*Set task*
Gather each line below that contains the string "white" and copy it in full. Case counts.

start Data extract

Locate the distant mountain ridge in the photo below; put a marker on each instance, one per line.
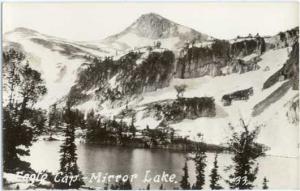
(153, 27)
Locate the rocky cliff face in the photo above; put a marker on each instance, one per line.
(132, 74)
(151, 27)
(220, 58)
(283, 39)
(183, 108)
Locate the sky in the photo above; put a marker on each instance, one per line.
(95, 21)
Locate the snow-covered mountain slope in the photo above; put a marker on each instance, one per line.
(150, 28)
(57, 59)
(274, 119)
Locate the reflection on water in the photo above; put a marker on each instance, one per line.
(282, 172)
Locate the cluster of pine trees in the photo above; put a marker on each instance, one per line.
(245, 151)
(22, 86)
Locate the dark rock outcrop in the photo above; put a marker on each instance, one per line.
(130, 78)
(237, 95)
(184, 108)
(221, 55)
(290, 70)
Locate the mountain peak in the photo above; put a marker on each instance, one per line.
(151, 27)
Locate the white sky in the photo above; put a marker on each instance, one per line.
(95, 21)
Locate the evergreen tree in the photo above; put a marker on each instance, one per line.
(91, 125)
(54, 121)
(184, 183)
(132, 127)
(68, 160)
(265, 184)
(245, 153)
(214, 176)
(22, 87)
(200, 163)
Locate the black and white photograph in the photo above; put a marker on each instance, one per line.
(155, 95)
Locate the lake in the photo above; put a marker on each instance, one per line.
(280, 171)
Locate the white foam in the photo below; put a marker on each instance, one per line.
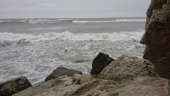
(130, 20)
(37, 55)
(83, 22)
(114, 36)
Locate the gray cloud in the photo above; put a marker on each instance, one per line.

end Data extract
start Data extract

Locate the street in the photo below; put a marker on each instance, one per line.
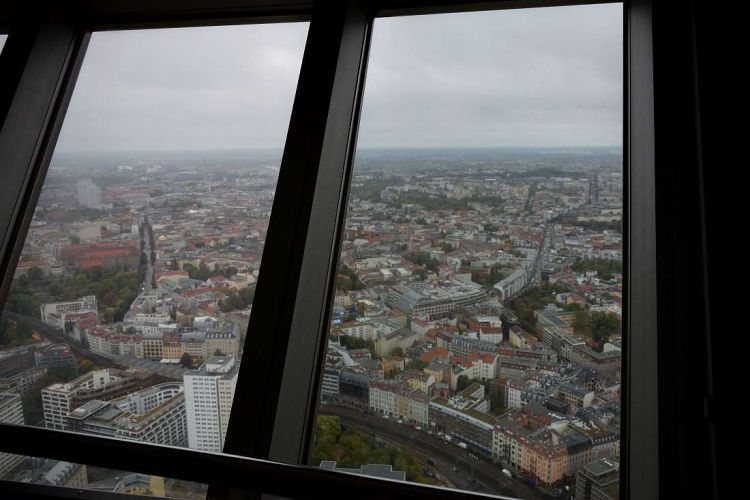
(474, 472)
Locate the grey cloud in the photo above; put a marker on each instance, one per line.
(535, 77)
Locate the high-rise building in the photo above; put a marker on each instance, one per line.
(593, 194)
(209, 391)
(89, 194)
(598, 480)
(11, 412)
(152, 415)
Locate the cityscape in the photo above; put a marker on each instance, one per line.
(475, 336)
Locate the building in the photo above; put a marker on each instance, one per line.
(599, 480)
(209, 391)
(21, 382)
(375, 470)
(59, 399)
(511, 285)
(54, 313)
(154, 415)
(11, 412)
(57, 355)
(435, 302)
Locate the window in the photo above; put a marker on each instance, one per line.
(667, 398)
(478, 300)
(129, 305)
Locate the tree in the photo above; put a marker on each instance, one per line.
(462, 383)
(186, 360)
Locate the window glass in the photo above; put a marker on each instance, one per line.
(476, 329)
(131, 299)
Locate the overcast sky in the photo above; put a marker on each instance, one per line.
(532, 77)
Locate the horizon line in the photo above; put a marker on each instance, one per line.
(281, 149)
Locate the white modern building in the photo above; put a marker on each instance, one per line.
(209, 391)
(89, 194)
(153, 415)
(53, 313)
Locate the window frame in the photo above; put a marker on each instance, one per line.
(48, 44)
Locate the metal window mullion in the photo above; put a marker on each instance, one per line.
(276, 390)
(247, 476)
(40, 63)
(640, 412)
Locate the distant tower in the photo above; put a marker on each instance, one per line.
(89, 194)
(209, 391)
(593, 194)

end Data extract
start Data extract

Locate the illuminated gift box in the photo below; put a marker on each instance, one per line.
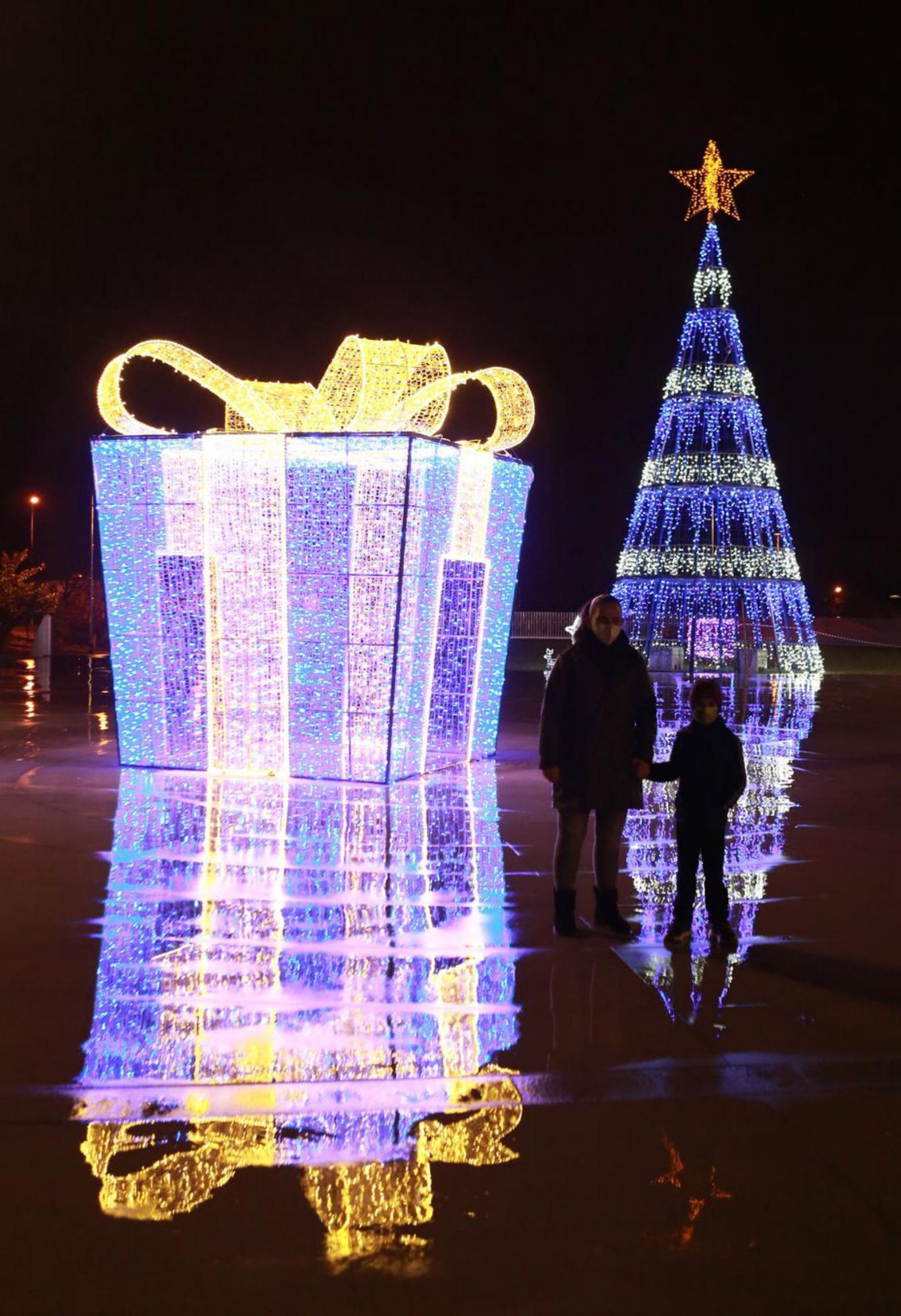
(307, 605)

end Data extract

*Solution for this task*
Locate the white sky in the photo above; put a marker on each instance, one per line.
Locate the black and white photograph in the photo above; put a marker on each instance, one per line.
Locate the white foam in the photo below; put a marker on each instance, one per line.
Locate the white modern building in the photo above; put a marker on each instance, one per line.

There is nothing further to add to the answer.